Even though it’s a vast sector in the midst of transformation, manufacturing is often overlooked by early-stage investors. We surveyed top VCs in the industry to gather their perspectives on the challenges and opportunities facing manufacturing.
Traditionally, manufacturing companies are capital-intensive and can be slow to implement new technology and processes. The investors in the survey below acknowledge the long-standing barriers facing founders in this space, yet they see large opportunities where startups can challenge incumbents.
These investors noted that the pandemic is bringing overnight change in the manufacturing world; old rules are being rewritten in the face of worker safety, remote work and the need for increased automation. According to Eclipse Ventures founder Lior Susan, “COVID-19 has exposed the systemic vulnerabilities inherent to manufacturing and supply chain and, as such, significant opportunities for innovation. The market was lukewarm for a long time — it’s time to turn up the heat.”
- Lior Susan, founder and managing partner, Eclipse Ventures.
- Ajay Agarwal, Bain Capital.
- Greg Papadopoulos, venture partner, NEA.
- Dayna Grayson, co-founder and general partner, Construct Capital.

WORK ITEM A: According to the passage on manufacturing investment, what does Lior Susan say COVID-19 has exposed?
WORK ITEM B: Turn the paragraph of the passage on manufacturing investment that begins "These investors noted that the pandemic" into a short bulleted list that keeps its main facts.
WORK ITEM C: Write what follows the final line of the passage on manufacturing investment.

DATA RECORDS:
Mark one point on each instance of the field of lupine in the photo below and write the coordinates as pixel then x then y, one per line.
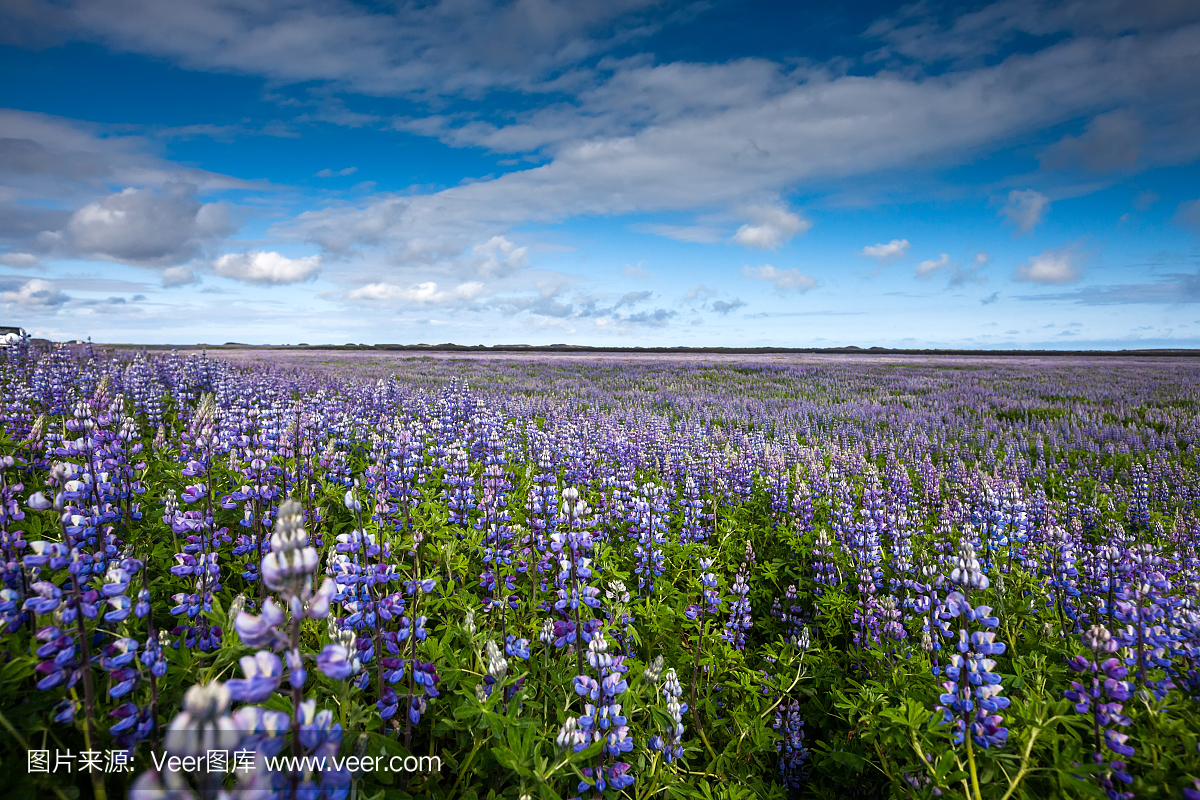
pixel 562 577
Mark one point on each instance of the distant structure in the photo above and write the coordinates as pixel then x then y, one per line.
pixel 10 336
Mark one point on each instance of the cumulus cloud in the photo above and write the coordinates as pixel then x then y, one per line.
pixel 1025 209
pixel 19 260
pixel 657 318
pixel 1055 266
pixel 498 257
pixel 929 266
pixel 426 293
pixel 1169 289
pixel 35 293
pixel 783 280
pixel 143 227
pixel 267 268
pixel 888 252
pixel 633 298
pixel 769 227
pixel 178 276
pixel 725 306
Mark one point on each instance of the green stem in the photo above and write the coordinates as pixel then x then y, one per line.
pixel 975 776
pixel 462 770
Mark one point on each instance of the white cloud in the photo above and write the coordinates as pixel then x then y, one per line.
pixel 498 257
pixel 888 252
pixel 267 268
pixel 36 293
pixel 769 227
pixel 1025 209
pixel 178 276
pixel 1062 265
pixel 783 280
pixel 426 293
pixel 142 227
pixel 18 260
pixel 725 306
pixel 927 268
pixel 708 137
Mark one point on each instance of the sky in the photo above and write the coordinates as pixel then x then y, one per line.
pixel 1012 174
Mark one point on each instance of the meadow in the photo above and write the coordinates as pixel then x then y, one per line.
pixel 357 575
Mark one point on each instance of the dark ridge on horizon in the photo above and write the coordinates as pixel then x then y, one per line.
pixel 663 350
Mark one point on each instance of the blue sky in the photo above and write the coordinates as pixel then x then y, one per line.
pixel 1005 174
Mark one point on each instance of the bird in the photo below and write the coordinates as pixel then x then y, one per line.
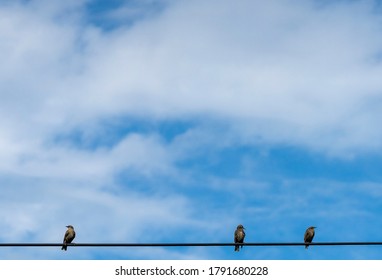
pixel 308 236
pixel 239 236
pixel 70 234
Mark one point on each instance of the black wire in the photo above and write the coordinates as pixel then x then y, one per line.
pixel 189 244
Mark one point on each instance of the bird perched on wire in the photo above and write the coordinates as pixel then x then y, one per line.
pixel 239 236
pixel 308 236
pixel 68 237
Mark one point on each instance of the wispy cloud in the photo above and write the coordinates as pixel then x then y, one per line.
pixel 186 117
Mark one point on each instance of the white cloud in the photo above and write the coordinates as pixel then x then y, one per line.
pixel 248 73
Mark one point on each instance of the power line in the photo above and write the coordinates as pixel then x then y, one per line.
pixel 264 244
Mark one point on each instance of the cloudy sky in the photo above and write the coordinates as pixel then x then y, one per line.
pixel 174 121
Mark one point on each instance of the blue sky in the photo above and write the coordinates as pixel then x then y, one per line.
pixel 175 121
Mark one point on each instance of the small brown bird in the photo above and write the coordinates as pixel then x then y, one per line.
pixel 69 236
pixel 308 236
pixel 239 236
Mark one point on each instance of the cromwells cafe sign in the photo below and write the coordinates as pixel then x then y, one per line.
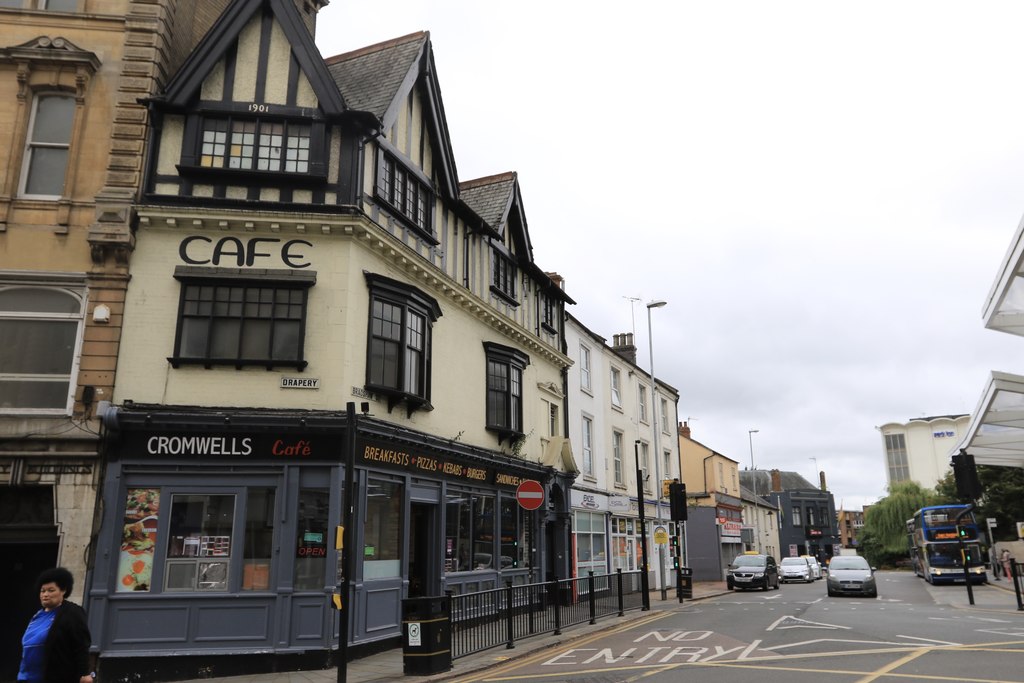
pixel 379 454
pixel 204 444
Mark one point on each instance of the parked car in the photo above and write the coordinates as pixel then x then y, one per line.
pixel 795 568
pixel 753 571
pixel 815 567
pixel 851 574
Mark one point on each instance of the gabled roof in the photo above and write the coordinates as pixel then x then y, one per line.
pixel 497 201
pixel 491 198
pixel 224 33
pixel 762 480
pixel 377 79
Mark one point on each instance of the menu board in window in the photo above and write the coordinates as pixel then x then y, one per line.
pixel 138 540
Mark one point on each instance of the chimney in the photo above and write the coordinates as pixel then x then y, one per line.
pixel 623 345
pixel 308 10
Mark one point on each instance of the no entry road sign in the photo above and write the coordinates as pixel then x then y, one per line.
pixel 529 495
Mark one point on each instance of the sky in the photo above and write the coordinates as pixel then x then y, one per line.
pixel 821 191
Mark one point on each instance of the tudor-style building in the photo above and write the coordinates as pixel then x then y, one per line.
pixel 304 244
pixel 72 73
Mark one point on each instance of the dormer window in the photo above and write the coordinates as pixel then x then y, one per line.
pixel 503 272
pixel 406 193
pixel 548 308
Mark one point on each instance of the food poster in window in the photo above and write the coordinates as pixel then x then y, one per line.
pixel 138 540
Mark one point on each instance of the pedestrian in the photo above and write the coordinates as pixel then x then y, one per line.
pixel 55 644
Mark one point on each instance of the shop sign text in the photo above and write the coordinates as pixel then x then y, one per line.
pixel 232 252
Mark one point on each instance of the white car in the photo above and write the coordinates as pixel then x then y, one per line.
pixel 795 568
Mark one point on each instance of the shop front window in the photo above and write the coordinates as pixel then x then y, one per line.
pixel 624 544
pixel 382 531
pixel 470 531
pixel 591 543
pixel 258 545
pixel 200 550
pixel 310 551
pixel 513 536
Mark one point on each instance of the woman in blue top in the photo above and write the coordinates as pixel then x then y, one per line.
pixel 55 645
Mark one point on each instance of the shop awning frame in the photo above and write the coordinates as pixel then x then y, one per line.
pixel 995 433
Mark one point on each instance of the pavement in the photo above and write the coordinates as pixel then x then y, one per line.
pixel 388 666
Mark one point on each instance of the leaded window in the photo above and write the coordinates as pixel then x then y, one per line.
pixel 504 395
pixel 254 144
pixel 242 323
pixel 398 347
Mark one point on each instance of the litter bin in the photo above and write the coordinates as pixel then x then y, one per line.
pixel 426 636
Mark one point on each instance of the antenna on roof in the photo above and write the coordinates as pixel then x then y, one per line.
pixel 633 316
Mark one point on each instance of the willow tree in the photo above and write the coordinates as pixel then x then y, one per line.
pixel 884 538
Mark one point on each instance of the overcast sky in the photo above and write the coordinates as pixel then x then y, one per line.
pixel 821 191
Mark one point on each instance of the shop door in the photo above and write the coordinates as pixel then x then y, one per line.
pixel 424 551
pixel 24 561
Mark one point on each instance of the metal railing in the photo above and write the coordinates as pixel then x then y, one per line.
pixel 500 616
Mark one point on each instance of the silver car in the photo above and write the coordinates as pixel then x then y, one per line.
pixel 851 574
pixel 795 568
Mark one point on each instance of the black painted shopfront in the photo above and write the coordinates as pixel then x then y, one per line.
pixel 218 535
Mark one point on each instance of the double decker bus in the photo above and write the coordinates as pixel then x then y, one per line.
pixel 935 545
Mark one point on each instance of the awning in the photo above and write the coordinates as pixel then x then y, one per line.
pixel 1005 305
pixel 995 434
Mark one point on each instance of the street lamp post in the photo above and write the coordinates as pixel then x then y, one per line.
pixel 644 564
pixel 754 477
pixel 655 409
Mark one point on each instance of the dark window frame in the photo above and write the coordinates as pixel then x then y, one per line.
pixel 407 193
pixel 410 301
pixel 503 275
pixel 276 281
pixel 503 396
pixel 548 309
pixel 193 148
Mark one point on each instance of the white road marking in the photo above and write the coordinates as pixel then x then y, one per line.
pixel 835 640
pixel 930 640
pixel 794 623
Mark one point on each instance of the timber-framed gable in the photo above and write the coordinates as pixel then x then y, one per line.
pixel 254 119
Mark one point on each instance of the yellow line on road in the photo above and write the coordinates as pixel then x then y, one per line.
pixel 495 673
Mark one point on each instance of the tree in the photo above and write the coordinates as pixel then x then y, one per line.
pixel 884 539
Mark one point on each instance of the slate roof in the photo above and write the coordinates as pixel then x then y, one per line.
pixel 371 77
pixel 790 481
pixel 489 198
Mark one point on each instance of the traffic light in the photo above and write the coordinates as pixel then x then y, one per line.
pixel 677 501
pixel 966 475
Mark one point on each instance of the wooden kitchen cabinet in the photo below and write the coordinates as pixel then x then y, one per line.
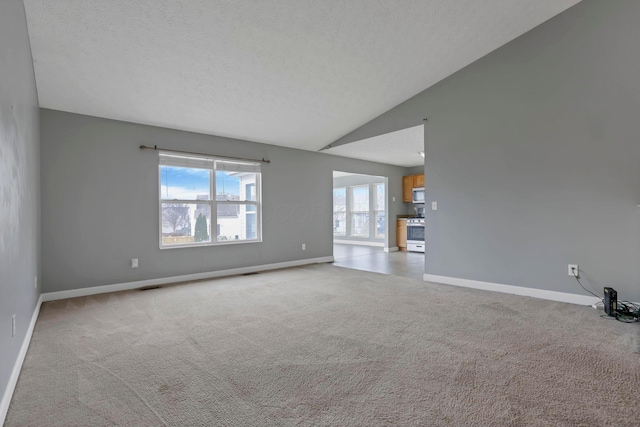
pixel 410 182
pixel 401 234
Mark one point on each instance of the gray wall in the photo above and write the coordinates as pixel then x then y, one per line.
pixel 19 184
pixel 100 207
pixel 533 154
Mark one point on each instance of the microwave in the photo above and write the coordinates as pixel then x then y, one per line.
pixel 418 195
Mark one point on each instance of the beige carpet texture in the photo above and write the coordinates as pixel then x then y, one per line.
pixel 326 346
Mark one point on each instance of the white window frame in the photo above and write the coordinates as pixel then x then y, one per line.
pixel 353 212
pixel 216 164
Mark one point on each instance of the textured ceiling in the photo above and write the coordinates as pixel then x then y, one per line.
pixel 396 148
pixel 296 73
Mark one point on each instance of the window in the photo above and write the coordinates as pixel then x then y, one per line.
pixel 339 211
pixel 360 211
pixel 196 192
pixel 379 210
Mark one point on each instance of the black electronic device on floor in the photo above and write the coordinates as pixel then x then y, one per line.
pixel 610 302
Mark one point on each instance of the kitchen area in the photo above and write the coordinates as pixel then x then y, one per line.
pixel 410 228
pixel 408 259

WRITTEN REPLY A: The systemic vulnerabilities inherent to manufacturing and supply chain.

WRITTEN REPLY B:
- The pandemic is bringing overnight change to the manufacturing world.
- Old rules are being rewritten because of worker safety, remote work and the need for more automation.
- Lior Susan, founder of Eclipse Ventures, says COVID-19 has exposed systemic vulnerabilities in manufacturing and supply chain, creating significant opportunities for innovation.
- He adds that the market was lukewarm for a long time and that it is time to turn up the heat.

WRITTEN REPLY C:
Lior Susan, Eclipse Ventures
What trends are you most excited about in manufacturing from an investing perspective?
Digital solutions that offer manufacturers greater agility and resilience will become major areas of focus for investors. For example, manufacturers still reliant on manual assembly were unable to build products when factories closed due to the coronavirus lockdown. While nothing would have kept production at 100%, the ability to quickly pivot and engage software-defined processes would have allowed manufacturing lines to continue building with a skeleton crew (especially important for any facility required to implement social distancing). Such systems have remote monitoring capabilities and computer vision systems to flag defeats in real-time and halt production if necessary.